DOCUMENT SECTION:
※

The electrically charged (![+e][115]) baryon which has a mass just a bit below that of a neutron.

Quantum Electrodynamics

The mathematical theory of electrons and photons as first figured out by Feynman. It was the origin of the use of Feynman Diagrams and the difficult treatment of combining them to create reactions within Quantum Field Theory.

Quantum Number

Quantum mechanics is full of integers which describe certain quantum states. In atoms, these quantum numbers come from the solutions to the Schroedinger equation, in which the principle quantum number, n, is identical to the original idea of Bohr’s that electron orbits are fixed in radius and energy. There are quantum numbers for angular momentum, spin, and other characteristics. Transitions among states follow “selection rules” that relate the before and after values of the quantum numbers of the atomic states. In elementary particle physics Quantum Numbers appear to be inherent to particular particles and are “additive” meaning that in many cases they are conserved…that the sum before an interaction or decay must equal the same ones after the interaction or decay. This is especially true in the Strong Interactions, but also in the Weak Interactions. Examples of inherent quantum numbers are: Baryon Number, Lepton Number, Electric Charge, Isospin, and Strangeness.

quarks

These spin-1/2 Fermions are thought to be the most basic building blocks of all of hadronic matter. They are thought to be on par with the leptons as elementary.  We know of 6: up, down, charm, strange, top, and bottom which differ only in their masses.

Relativistic Quantum Field Theory

The mathematical and physical framework that is used to calculate and understand the interactions among elementary particles. It relies on the notion that particles are created and annihilated from the vacuum.

※

EXERCISE: According to the physics glossary, which quarks are known?

※

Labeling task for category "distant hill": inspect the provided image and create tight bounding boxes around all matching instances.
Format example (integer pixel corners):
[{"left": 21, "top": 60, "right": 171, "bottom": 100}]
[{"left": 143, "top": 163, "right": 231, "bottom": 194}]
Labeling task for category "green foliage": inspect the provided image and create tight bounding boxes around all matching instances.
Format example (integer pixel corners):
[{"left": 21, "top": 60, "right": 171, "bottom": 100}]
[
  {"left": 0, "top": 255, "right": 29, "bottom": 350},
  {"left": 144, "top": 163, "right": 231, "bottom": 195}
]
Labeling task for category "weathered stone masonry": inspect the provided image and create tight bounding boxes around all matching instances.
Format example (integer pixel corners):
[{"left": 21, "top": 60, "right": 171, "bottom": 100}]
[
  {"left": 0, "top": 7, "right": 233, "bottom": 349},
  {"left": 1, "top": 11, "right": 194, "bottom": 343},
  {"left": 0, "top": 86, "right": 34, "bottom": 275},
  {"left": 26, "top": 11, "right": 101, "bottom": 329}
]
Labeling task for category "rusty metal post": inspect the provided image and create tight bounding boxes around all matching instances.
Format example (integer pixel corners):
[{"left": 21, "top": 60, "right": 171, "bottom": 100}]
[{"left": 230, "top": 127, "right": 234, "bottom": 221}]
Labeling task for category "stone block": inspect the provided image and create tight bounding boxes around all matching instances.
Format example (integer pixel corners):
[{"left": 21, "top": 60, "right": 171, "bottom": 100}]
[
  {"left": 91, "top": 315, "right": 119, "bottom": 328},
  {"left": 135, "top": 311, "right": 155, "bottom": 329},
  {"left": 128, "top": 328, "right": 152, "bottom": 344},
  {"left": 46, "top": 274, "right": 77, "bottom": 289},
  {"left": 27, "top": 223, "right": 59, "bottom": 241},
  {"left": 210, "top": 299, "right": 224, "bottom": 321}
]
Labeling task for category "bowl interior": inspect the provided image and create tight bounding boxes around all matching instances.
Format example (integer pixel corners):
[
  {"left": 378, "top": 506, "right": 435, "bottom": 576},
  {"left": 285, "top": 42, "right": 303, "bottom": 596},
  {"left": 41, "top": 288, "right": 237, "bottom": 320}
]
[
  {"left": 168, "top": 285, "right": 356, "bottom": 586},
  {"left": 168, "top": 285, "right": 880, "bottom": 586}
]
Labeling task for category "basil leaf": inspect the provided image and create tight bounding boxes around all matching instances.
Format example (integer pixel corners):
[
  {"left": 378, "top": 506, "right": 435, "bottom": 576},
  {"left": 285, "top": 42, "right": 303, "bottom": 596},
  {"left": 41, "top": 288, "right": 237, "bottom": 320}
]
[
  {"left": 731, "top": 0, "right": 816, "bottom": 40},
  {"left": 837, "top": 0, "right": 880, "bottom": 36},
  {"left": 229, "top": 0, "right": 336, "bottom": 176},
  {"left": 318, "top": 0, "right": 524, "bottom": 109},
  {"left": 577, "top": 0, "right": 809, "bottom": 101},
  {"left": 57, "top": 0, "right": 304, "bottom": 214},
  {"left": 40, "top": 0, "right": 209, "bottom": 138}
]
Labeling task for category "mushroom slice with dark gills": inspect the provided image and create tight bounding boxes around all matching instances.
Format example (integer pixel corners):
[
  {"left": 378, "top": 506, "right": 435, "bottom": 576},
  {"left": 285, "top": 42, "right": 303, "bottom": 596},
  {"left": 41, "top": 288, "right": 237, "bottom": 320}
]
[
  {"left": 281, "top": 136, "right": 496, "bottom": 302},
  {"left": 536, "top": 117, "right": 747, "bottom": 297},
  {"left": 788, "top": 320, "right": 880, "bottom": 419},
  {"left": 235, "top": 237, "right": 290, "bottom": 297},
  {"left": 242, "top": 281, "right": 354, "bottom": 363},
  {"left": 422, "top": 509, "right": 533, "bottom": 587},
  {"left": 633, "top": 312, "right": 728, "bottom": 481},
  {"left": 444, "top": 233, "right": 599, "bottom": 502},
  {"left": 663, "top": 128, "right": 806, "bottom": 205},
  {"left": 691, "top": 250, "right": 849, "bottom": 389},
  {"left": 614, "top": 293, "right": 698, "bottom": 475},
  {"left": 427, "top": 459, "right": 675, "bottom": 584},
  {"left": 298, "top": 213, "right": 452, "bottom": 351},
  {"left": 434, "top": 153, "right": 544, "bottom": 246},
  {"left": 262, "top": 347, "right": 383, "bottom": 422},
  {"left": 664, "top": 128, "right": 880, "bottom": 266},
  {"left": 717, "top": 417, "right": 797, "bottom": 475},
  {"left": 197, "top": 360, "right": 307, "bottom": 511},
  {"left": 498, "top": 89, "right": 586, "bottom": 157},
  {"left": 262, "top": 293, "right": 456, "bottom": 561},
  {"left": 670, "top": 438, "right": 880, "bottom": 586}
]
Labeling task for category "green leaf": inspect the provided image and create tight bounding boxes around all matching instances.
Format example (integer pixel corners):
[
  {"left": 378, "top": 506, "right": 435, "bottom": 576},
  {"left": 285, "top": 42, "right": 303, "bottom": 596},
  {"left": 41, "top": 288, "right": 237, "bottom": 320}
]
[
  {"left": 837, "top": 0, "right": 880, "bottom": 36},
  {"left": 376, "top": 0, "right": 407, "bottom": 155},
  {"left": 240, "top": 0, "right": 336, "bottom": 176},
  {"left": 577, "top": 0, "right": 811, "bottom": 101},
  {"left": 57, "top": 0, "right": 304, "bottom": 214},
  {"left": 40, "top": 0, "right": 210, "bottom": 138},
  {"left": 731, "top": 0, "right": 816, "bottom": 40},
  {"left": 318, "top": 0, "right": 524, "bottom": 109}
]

※

REPLY: Six are known: up, down, charm, strange, top, and bottom, which differ only in their masses.